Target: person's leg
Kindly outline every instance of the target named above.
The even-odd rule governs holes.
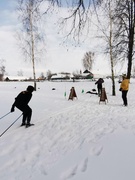
[[[22,126],[27,124],[30,124],[31,116],[32,116],[32,109],[26,105],[25,107],[18,107],[23,112],[23,118],[22,118]],[[27,122],[26,122],[27,121]]]
[[[98,88],[98,96],[100,96],[100,88]]]
[[[20,107],[20,106],[16,106],[20,111],[23,112],[23,118],[22,118],[22,124],[21,126],[24,126],[26,124],[26,118],[27,118],[27,115],[25,113],[25,107]]]
[[[101,96],[101,94],[102,94],[102,88],[100,88],[100,96]]]
[[[98,88],[98,95],[101,96],[102,88]]]
[[[127,106],[127,92],[128,91],[122,91],[122,99],[125,106]]]
[[[128,91],[125,91],[125,97],[124,97],[124,104],[125,104],[125,106],[128,105],[128,103],[127,103],[127,92]]]
[[[125,95],[124,95],[124,91],[122,91],[122,100],[123,100],[123,105],[124,105],[124,99],[125,99],[125,97],[124,97]]]
[[[28,106],[27,107],[27,124],[30,124],[31,116],[32,116],[32,109]]]
[[[26,124],[26,118],[27,118],[27,115],[23,112],[22,126]]]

────────

BRIEF
Your answer is all of the records restated word for word, pictures excluded.

TASK RESPONSE
Target: person's leg
Kindly outline every instance of the target named above.
The even-odd rule governs holes.
[[[22,126],[27,124],[30,124],[31,116],[32,116],[32,109],[26,105],[25,107],[18,107],[23,112],[23,118],[22,118]],[[27,122],[26,122],[27,121]]]
[[[98,88],[98,96],[100,96],[100,88]]]
[[[20,107],[20,106],[16,106],[20,111],[23,112],[23,118],[22,118],[22,124],[21,126],[24,126],[26,124],[26,118],[27,118],[27,115],[25,113],[25,107]]]
[[[101,96],[101,94],[102,94],[102,88],[100,88],[100,96]]]
[[[98,88],[98,95],[101,96],[102,88]]]
[[[127,106],[127,92],[128,91],[122,91],[122,99],[125,106]]]
[[[128,91],[125,91],[125,97],[124,97],[124,104],[125,104],[125,106],[128,105],[128,103],[127,103],[127,92]]]
[[[125,95],[124,95],[124,91],[122,91],[122,100],[123,100],[123,105],[124,105],[124,99],[125,99],[125,97],[124,97]]]
[[[28,106],[27,107],[27,124],[30,124],[31,116],[32,116],[32,109]]]
[[[26,124],[26,118],[27,118],[27,115],[23,112],[22,126]]]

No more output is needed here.